Work required — The records below must be reproduced exactly. Strip out the pictures.

[Referring expression grounding data]
^^^^^^^^
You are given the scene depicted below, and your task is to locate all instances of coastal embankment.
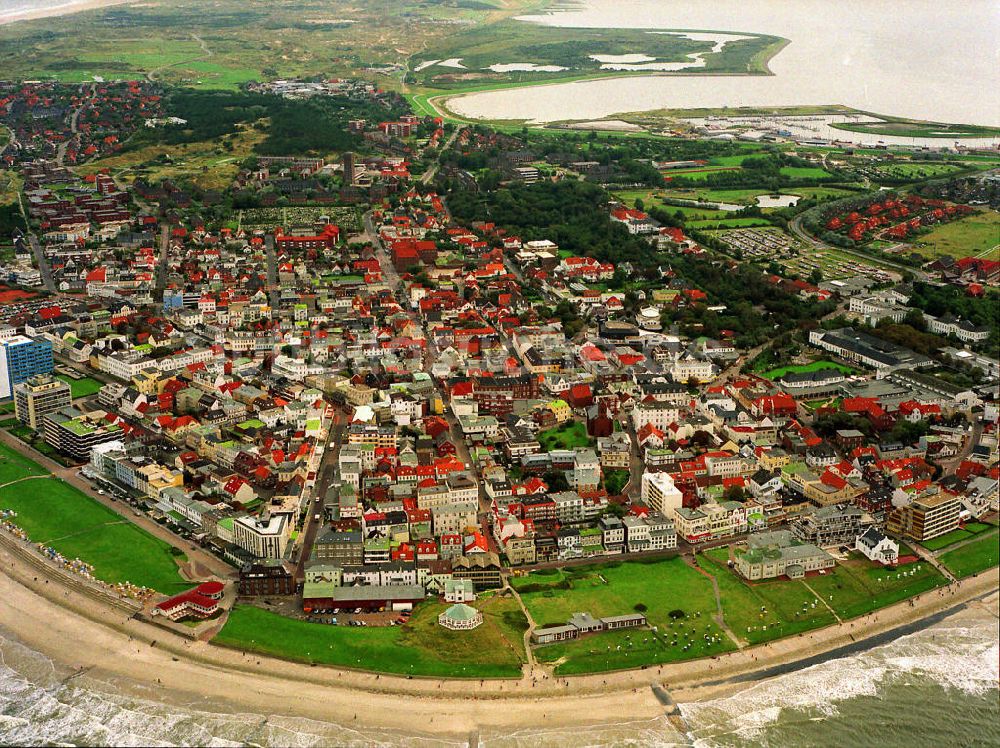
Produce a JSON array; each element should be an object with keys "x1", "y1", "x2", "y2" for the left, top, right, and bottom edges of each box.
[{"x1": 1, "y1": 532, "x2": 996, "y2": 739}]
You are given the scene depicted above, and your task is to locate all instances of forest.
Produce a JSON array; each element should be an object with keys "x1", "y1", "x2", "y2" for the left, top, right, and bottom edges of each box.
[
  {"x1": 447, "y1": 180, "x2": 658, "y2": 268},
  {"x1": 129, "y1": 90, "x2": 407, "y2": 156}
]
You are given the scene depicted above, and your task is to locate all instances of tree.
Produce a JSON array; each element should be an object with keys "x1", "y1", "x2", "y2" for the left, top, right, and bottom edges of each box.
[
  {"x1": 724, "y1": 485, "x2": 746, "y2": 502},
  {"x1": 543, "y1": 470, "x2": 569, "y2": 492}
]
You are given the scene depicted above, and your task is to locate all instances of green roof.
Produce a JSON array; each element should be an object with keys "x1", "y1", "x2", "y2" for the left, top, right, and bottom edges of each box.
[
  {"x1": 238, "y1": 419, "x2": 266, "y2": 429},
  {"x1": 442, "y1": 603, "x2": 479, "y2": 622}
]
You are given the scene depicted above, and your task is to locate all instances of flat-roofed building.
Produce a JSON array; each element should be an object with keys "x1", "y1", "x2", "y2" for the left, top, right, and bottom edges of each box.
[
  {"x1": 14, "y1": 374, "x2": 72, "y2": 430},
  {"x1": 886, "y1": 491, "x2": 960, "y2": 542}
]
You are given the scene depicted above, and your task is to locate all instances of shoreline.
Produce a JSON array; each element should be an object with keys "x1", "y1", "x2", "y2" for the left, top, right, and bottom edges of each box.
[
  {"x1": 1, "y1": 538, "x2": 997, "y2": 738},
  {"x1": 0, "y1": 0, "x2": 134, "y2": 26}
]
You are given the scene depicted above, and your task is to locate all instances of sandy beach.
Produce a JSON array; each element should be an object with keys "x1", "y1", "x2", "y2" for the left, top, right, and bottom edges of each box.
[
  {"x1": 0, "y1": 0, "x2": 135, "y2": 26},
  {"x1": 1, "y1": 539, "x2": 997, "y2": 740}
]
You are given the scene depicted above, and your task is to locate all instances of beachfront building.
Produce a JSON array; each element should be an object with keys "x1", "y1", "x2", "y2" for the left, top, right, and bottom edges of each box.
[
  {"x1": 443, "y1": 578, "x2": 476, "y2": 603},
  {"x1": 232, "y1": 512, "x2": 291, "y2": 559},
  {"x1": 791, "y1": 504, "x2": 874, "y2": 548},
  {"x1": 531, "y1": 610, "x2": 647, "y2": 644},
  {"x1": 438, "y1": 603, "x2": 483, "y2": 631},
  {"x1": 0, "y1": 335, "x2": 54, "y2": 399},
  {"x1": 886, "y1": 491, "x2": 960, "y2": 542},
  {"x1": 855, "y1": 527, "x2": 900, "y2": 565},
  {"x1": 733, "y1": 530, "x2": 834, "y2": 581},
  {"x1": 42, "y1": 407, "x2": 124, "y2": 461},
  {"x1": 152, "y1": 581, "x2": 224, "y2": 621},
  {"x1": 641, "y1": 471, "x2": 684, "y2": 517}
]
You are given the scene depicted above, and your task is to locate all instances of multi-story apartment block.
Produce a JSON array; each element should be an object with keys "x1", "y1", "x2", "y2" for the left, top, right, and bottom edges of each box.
^^^^^^^^
Answer to this task —
You are given the scene depicted below, and your task is to locate all instances of coastal embankment.
Produce a JSON array; each element should be an object with keys "x1", "y1", "x2", "y2" for the left, top, right, and bottom edges of each box.
[{"x1": 1, "y1": 532, "x2": 996, "y2": 739}]
You are given the scene depicted above, and your task is to locate all instances of forest.
Produce a JSON array; each element should be an object with keys "x1", "y1", "x2", "y2" for the left, top, right, and bottom edges of each box.
[
  {"x1": 447, "y1": 180, "x2": 658, "y2": 268},
  {"x1": 129, "y1": 90, "x2": 407, "y2": 156}
]
You are given the scene depicted above, and your task is to locate all instances of tree.
Produce a JSON array; each element should be an object with keys "x1", "y1", "x2", "y2" for the left, top, right, and bottom edges of each box.
[
  {"x1": 724, "y1": 485, "x2": 746, "y2": 502},
  {"x1": 543, "y1": 470, "x2": 569, "y2": 492}
]
You are given the scene depicted above, and your task is to locate all instances of green roof.
Produce a JSON array; each element should be an object with keys "x1", "y1", "x2", "y2" for the left, top, right, and bottom edges of each box.
[
  {"x1": 238, "y1": 419, "x2": 266, "y2": 429},
  {"x1": 442, "y1": 603, "x2": 479, "y2": 622}
]
You are given the scene depicted above, and your task is to locate all instances of flat-roofed building.
Produce a JSON array; each element should be an object with keys "x1", "y1", "x2", "y2" for the left, top, right, and bottom edges of each box.
[
  {"x1": 14, "y1": 374, "x2": 72, "y2": 430},
  {"x1": 886, "y1": 491, "x2": 960, "y2": 542}
]
You are given the scene depicted above, and your task is to locate all instances of shoreline.
Produce a JSON array; each element should be an object with keys "x1", "y1", "x2", "y2" for the left, top, right, and bottom edges of each box.
[
  {"x1": 1, "y1": 538, "x2": 997, "y2": 738},
  {"x1": 0, "y1": 0, "x2": 134, "y2": 26}
]
You are given the scene depicted above, and your task is to locate all instances of sandy beach.
Produce a JSON array; each element should be an object with keys "x1", "y1", "x2", "y2" for the left, top, right, and bottom edges of each box.
[
  {"x1": 0, "y1": 0, "x2": 135, "y2": 26},
  {"x1": 1, "y1": 539, "x2": 997, "y2": 740}
]
You are given the scene depicted above, and your task is to locate all instances of beachfront building.
Produce a JSON array; each element should be an object with keys "x1", "y1", "x2", "y2" for the left, top, right, and bottom edges of each box.
[
  {"x1": 443, "y1": 578, "x2": 476, "y2": 603},
  {"x1": 232, "y1": 512, "x2": 291, "y2": 559},
  {"x1": 791, "y1": 504, "x2": 874, "y2": 548},
  {"x1": 531, "y1": 610, "x2": 647, "y2": 644},
  {"x1": 438, "y1": 603, "x2": 483, "y2": 631},
  {"x1": 0, "y1": 335, "x2": 54, "y2": 399},
  {"x1": 886, "y1": 491, "x2": 960, "y2": 542},
  {"x1": 855, "y1": 527, "x2": 900, "y2": 565},
  {"x1": 733, "y1": 530, "x2": 834, "y2": 581},
  {"x1": 42, "y1": 407, "x2": 124, "y2": 461},
  {"x1": 152, "y1": 581, "x2": 224, "y2": 621},
  {"x1": 641, "y1": 471, "x2": 684, "y2": 517}
]
You are given the scene depicted above, and your task is to locate all instances of multi-story apartment block.
Produce a JSON array; each element should be an object with keys "x1", "y1", "x2", "y2" for the left, top, right, and bottom edges of each box.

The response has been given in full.